Work order:
Quote the entries below word for word from their beginning up to and including the line with "positive clicks: (379, 244) (386, 222)". Leave out the pictures.

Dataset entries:
"""

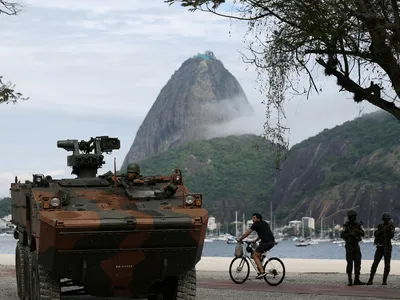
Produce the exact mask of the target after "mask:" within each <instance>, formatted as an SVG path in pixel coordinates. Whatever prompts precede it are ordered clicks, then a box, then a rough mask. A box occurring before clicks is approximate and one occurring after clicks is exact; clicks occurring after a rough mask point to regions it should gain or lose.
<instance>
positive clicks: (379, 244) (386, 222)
mask: <svg viewBox="0 0 400 300" xmlns="http://www.w3.org/2000/svg"><path fill="white" fill-rule="evenodd" d="M391 218H392V216H391V215H390V213H387V212H385V213H383V214H382V221H383V223H382V224H379V225H378V227H377V228H376V230H375V232H374V236H375V241H374V245H376V251H375V256H374V262H373V263H372V266H371V273H370V276H369V280H368V282H367V284H368V285H370V284H372V283H373V280H374V275H375V273H376V269H377V268H378V265H379V262H380V261H381V259H382V257H384V261H385V269H384V271H383V280H382V284H383V285H387V278H388V276H389V272H390V259H391V258H392V241H391V240H392V238H393V237H394V233H395V226H394V225H393V223H392V222H390V220H391Z"/></svg>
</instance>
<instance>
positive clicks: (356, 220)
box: [340, 210, 365, 285]
mask: <svg viewBox="0 0 400 300" xmlns="http://www.w3.org/2000/svg"><path fill="white" fill-rule="evenodd" d="M347 216H348V221H347V222H346V223H344V224H343V230H342V231H341V233H340V237H341V238H342V239H344V240H345V249H346V262H347V266H346V274H347V277H348V285H353V284H355V285H363V284H364V283H363V282H361V281H360V272H361V259H362V254H361V249H360V246H359V244H358V243H359V242H361V241H362V237H363V236H364V235H365V233H364V229H363V228H362V226H361V225H362V223H361V222H360V223H359V222H357V220H356V217H357V212H356V211H354V210H349V211H348V213H347ZM353 264H354V282H353V279H352V273H353Z"/></svg>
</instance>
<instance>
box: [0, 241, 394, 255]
mask: <svg viewBox="0 0 400 300" xmlns="http://www.w3.org/2000/svg"><path fill="white" fill-rule="evenodd" d="M15 243H16V240H15V239H14V237H13V236H0V254H14V253H15ZM360 247H361V253H362V259H366V260H370V259H371V260H372V259H374V253H375V246H374V245H373V243H362V242H361V243H360ZM234 251H235V245H234V244H227V243H226V242H225V241H213V242H205V243H204V248H203V256H216V257H232V258H233V253H234ZM268 255H269V256H277V257H279V258H298V259H345V248H344V247H341V246H339V244H334V243H332V242H322V243H318V244H316V245H309V246H307V247H296V242H294V241H280V242H279V244H278V245H276V246H275V247H274V248H273V249H271V251H270V252H269V253H268ZM392 260H400V246H393V251H392Z"/></svg>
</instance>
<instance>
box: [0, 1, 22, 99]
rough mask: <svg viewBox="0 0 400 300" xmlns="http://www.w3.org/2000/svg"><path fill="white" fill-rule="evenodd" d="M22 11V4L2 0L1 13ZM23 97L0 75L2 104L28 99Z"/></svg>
mask: <svg viewBox="0 0 400 300" xmlns="http://www.w3.org/2000/svg"><path fill="white" fill-rule="evenodd" d="M20 11H21V5H20V4H18V3H14V2H9V1H1V0H0V15H1V14H5V15H8V16H15V15H17V14H18V13H19V12H20ZM28 99H29V98H26V97H23V95H22V94H21V93H20V92H16V91H15V85H14V84H12V83H11V82H5V81H3V76H0V104H1V103H6V104H8V103H16V102H17V101H18V100H28Z"/></svg>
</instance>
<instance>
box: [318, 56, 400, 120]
mask: <svg viewBox="0 0 400 300" xmlns="http://www.w3.org/2000/svg"><path fill="white" fill-rule="evenodd" d="M317 63H319V64H320V65H321V66H323V67H324V68H325V69H329V68H330V66H329V65H328V63H326V62H325V61H324V60H323V59H322V58H319V59H317ZM330 75H333V76H335V77H336V78H337V81H338V84H339V85H340V86H342V87H343V88H344V89H345V90H347V91H349V92H351V93H353V94H354V100H355V101H356V102H361V101H362V100H364V99H365V100H367V101H368V102H370V103H371V104H373V105H375V106H377V107H379V108H381V109H383V110H385V111H387V112H389V113H391V114H392V115H393V116H394V117H396V118H397V119H398V120H400V108H398V107H397V106H396V105H395V104H394V103H393V102H389V101H387V100H385V99H382V98H381V97H380V87H379V86H378V85H376V84H374V83H373V82H371V85H370V87H369V88H362V87H361V86H359V85H358V84H357V83H355V82H354V81H353V80H351V79H350V78H349V77H347V76H345V75H344V74H342V73H340V72H339V71H337V70H336V69H331V70H330Z"/></svg>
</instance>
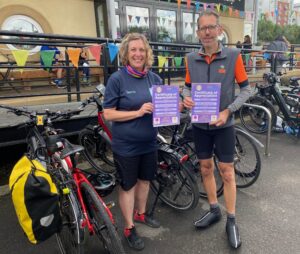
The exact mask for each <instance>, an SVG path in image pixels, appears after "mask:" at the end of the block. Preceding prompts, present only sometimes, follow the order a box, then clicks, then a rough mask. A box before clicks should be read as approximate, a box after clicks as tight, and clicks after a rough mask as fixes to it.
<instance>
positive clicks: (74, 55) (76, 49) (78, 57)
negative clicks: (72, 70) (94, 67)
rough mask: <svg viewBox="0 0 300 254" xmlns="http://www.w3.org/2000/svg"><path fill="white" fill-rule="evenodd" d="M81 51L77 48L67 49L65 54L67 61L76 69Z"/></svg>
mask: <svg viewBox="0 0 300 254" xmlns="http://www.w3.org/2000/svg"><path fill="white" fill-rule="evenodd" d="M80 52H81V49H79V48H70V49H67V53H68V56H69V59H70V61H71V63H72V64H73V65H74V66H75V67H76V68H78V61H79V55H80Z"/></svg>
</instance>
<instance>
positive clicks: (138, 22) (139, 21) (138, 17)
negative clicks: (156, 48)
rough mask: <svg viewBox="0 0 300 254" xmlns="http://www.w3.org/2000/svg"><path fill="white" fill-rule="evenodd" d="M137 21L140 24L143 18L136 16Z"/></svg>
mask: <svg viewBox="0 0 300 254" xmlns="http://www.w3.org/2000/svg"><path fill="white" fill-rule="evenodd" d="M135 19H136V21H137V22H138V24H139V23H140V19H141V17H140V16H136V17H135Z"/></svg>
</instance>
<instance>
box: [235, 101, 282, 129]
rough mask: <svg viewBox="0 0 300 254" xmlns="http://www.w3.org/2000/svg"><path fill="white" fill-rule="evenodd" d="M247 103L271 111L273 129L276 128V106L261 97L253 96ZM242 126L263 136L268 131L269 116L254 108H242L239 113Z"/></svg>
mask: <svg viewBox="0 0 300 254" xmlns="http://www.w3.org/2000/svg"><path fill="white" fill-rule="evenodd" d="M247 103H250V104H255V105H259V106H264V107H266V108H267V109H269V110H270V113H271V116H272V120H271V126H272V128H273V127H275V126H276V118H277V115H276V112H275V109H274V106H273V105H272V103H271V102H269V101H268V100H267V99H266V98H263V97H261V96H257V95H255V96H252V97H250V98H249V99H248V101H247ZM239 115H240V119H241V123H242V125H243V126H244V127H245V128H246V129H247V130H248V131H250V132H253V133H257V134H262V133H266V132H267V131H268V124H267V123H268V116H267V114H266V112H265V111H264V110H262V109H257V108H254V107H248V106H242V107H241V108H240V111H239Z"/></svg>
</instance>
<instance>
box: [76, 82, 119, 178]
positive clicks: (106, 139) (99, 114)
mask: <svg viewBox="0 0 300 254" xmlns="http://www.w3.org/2000/svg"><path fill="white" fill-rule="evenodd" d="M96 90H97V93H95V94H94V95H93V96H91V97H90V98H88V99H86V100H85V101H84V102H82V105H81V108H83V107H85V106H87V105H88V104H90V103H94V102H95V103H96V105H97V110H98V121H97V123H95V124H90V125H88V126H86V127H85V128H84V129H83V130H81V131H80V133H79V143H80V145H82V146H83V147H84V148H85V149H84V151H83V155H84V157H85V159H86V160H87V161H88V162H89V163H90V164H91V165H92V166H93V168H94V169H96V170H97V171H99V172H108V173H115V166H114V160H113V153H112V150H111V139H112V135H111V123H110V122H109V121H106V120H105V119H104V117H103V97H104V92H105V86H104V85H102V84H100V85H98V86H97V87H96Z"/></svg>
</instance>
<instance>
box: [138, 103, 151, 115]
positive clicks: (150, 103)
mask: <svg viewBox="0 0 300 254" xmlns="http://www.w3.org/2000/svg"><path fill="white" fill-rule="evenodd" d="M152 112H153V104H152V103H151V102H147V103H144V104H143V105H142V106H141V108H140V109H139V110H138V111H137V116H138V117H142V116H143V115H145V114H151V113H152Z"/></svg>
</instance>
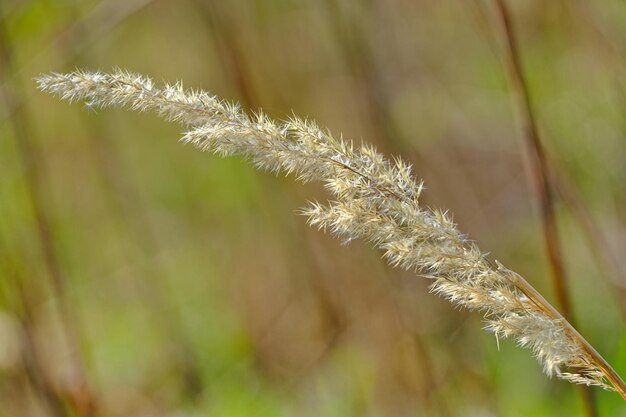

"""

Solved exercise:
Produce the exact mask of the target after "mask:" within each <instance>, formatted as an SVG path in pixel coordinates. Whatever prompts precede it are ordered clicks, then a box, then a rough mask. A box occurring before clicks is approximate and one occurring after clicks is exact; clicks occurring after a rough mask point to regions it should gain or lose.
<instance>
positive clicks: (379, 244) (386, 222)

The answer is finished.